→ **Task requirements**
Switch "pixel coordinates" to "image coordinates" wherever it occurs in the items below, and reproduce every line with nothing else altered.

→ **Working data**
---------------

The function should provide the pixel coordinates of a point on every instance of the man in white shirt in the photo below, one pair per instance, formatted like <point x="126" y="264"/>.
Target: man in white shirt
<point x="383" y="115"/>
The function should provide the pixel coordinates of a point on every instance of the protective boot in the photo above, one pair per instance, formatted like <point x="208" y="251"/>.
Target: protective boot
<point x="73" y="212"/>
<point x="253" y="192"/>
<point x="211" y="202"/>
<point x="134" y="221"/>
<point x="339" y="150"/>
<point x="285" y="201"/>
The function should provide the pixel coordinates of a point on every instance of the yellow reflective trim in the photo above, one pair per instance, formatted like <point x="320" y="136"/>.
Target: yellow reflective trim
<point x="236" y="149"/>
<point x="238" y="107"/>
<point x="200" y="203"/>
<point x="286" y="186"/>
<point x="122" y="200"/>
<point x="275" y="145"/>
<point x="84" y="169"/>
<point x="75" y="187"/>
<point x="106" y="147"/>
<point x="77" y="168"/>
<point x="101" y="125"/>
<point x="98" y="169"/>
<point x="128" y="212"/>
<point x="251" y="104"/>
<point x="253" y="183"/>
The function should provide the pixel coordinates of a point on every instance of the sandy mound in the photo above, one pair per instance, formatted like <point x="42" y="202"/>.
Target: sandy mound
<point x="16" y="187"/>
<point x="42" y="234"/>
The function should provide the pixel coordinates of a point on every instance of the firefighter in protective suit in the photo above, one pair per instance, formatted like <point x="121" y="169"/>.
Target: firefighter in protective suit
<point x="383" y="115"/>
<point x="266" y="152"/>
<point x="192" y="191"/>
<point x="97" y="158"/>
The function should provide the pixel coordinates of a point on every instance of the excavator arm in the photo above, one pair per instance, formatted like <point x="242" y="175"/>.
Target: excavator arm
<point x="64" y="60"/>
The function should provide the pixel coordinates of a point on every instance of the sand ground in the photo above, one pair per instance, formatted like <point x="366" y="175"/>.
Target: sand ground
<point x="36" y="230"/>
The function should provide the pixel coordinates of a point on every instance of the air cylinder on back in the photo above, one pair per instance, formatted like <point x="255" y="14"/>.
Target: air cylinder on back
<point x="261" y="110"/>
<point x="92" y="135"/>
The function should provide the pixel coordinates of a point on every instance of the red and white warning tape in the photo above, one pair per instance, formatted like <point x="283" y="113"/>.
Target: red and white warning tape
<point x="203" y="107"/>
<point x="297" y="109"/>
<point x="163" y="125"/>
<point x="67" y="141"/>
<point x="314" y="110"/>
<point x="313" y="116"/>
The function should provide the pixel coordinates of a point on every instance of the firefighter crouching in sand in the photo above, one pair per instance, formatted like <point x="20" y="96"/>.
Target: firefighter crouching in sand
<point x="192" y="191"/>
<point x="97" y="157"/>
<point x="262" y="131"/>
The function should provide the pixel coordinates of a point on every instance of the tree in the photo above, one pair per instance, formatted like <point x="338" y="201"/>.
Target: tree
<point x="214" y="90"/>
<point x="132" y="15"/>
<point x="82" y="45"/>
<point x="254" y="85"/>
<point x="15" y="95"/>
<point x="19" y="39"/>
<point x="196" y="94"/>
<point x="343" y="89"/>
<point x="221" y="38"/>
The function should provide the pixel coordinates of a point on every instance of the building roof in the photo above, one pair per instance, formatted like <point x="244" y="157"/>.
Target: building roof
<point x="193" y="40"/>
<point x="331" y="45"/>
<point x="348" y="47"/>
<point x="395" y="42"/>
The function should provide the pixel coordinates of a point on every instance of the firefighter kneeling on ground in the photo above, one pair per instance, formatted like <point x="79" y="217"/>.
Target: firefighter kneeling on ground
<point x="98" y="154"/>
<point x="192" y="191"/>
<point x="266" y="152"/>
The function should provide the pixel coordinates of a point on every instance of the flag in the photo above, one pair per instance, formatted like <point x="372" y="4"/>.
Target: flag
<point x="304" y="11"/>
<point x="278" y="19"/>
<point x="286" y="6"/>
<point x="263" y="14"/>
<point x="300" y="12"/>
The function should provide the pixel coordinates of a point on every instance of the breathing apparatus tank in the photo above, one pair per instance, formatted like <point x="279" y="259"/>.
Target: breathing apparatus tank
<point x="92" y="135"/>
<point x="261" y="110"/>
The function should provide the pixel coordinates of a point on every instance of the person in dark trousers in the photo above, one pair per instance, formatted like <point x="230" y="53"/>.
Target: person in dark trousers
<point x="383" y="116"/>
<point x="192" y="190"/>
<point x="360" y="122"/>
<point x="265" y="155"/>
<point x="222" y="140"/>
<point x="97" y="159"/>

---------------

→ **The response**
The function should provide the image coordinates of a point on every instance of the man in white shirt in the photo below, one pair per instance, formatted like <point x="126" y="264"/>.
Target: man in white shirt
<point x="383" y="115"/>
The function should provide the image coordinates of a point on every instance of the protective boot in the photo above, one pair per instance, formatted like <point x="208" y="251"/>.
Target: protective boot
<point x="73" y="212"/>
<point x="253" y="192"/>
<point x="211" y="202"/>
<point x="134" y="221"/>
<point x="339" y="150"/>
<point x="285" y="201"/>
The function should provide the image coordinates of a point on every instance of the yellow reflective trim in the photo above, one pair per instance, formatted like <point x="320" y="136"/>.
Target: yellow reflective trim
<point x="236" y="149"/>
<point x="238" y="107"/>
<point x="200" y="203"/>
<point x="286" y="186"/>
<point x="122" y="200"/>
<point x="275" y="145"/>
<point x="84" y="169"/>
<point x="75" y="187"/>
<point x="106" y="147"/>
<point x="77" y="168"/>
<point x="101" y="125"/>
<point x="98" y="169"/>
<point x="128" y="212"/>
<point x="251" y="104"/>
<point x="253" y="183"/>
The function should provide the image coordinates of a point on every instance of the sandy mound in the photo above, one pair per instance, formatted like <point x="42" y="202"/>.
Target: sandy mound
<point x="16" y="187"/>
<point x="42" y="234"/>
The function should provide the image coordinates of a point on every instance of the firefighter in protective suit in the photo above, one pair per instance, formatted like <point x="121" y="169"/>.
Target: firefighter in protective suit
<point x="383" y="115"/>
<point x="266" y="152"/>
<point x="192" y="191"/>
<point x="97" y="158"/>
The function should provide the image coordinates of a point on every instance of the excavator arm in the photo above, one pair per instance, formatted like <point x="242" y="175"/>.
Target: excavator arm
<point x="64" y="60"/>
The function should provide the image coordinates of a point on every instance of the sand ground in the photo above, one pair per instance, formatted like <point x="366" y="175"/>.
Target: sand ground
<point x="36" y="230"/>
The function should provide the image coordinates of a point on every instance of the air cylinder on back in the photo above, one pair per instance, formatted like <point x="255" y="14"/>.
Target: air cylinder on back
<point x="261" y="110"/>
<point x="92" y="135"/>
The function should provide the image coordinates of a point on every instance of the red and white warning tape in the photo above, one pair per instance, formatted like <point x="283" y="113"/>.
Target: red and white warning tape
<point x="203" y="107"/>
<point x="297" y="109"/>
<point x="163" y="125"/>
<point x="67" y="141"/>
<point x="314" y="110"/>
<point x="313" y="116"/>
The function should provide the image coordinates of a point on every instance of the firefighter crouching in sand in the photo above, one pair per instance, formatted like <point x="20" y="96"/>.
Target: firefighter crouching in sand
<point x="192" y="191"/>
<point x="97" y="157"/>
<point x="262" y="131"/>
The function should provide the image coordinates of a point on every instance of the tree in the photo above, one pair per instance, formatted like <point x="338" y="201"/>.
Target: tree
<point x="214" y="90"/>
<point x="132" y="15"/>
<point x="82" y="45"/>
<point x="254" y="85"/>
<point x="15" y="95"/>
<point x="19" y="39"/>
<point x="196" y="94"/>
<point x="343" y="89"/>
<point x="221" y="38"/>
The function should provide the image coordinates of a point on every instance of the building roof in the photo above, one pair per instance, formatted like <point x="244" y="157"/>.
Target: building roof
<point x="193" y="40"/>
<point x="331" y="45"/>
<point x="348" y="47"/>
<point x="395" y="42"/>
The function should provide the image coordinates of a point on every instance of the firefighter kneeling on ground in the photo above, one pair per instance, formatted like <point x="79" y="217"/>.
Target: firefighter kneeling on ground
<point x="98" y="154"/>
<point x="192" y="191"/>
<point x="266" y="152"/>
The function should provide the image coordinates of a point on every instance of the flag in the photo above, one pair per instance, formatted like <point x="372" y="4"/>.
Target: flag
<point x="304" y="11"/>
<point x="278" y="19"/>
<point x="286" y="6"/>
<point x="263" y="14"/>
<point x="300" y="12"/>
The function should provide the image coordinates of a point on every instance of the breathing apparatus tank in the photo above, one pair per instance, formatted like <point x="279" y="259"/>.
Target: breathing apparatus tank
<point x="92" y="135"/>
<point x="261" y="110"/>
The function should provide the image coordinates of a point on every instance of the person in dark trousers in the photo above, one pair per instance, formatted like <point x="230" y="53"/>.
Target: person in dark trousers
<point x="383" y="116"/>
<point x="192" y="190"/>
<point x="360" y="122"/>
<point x="265" y="155"/>
<point x="222" y="140"/>
<point x="97" y="159"/>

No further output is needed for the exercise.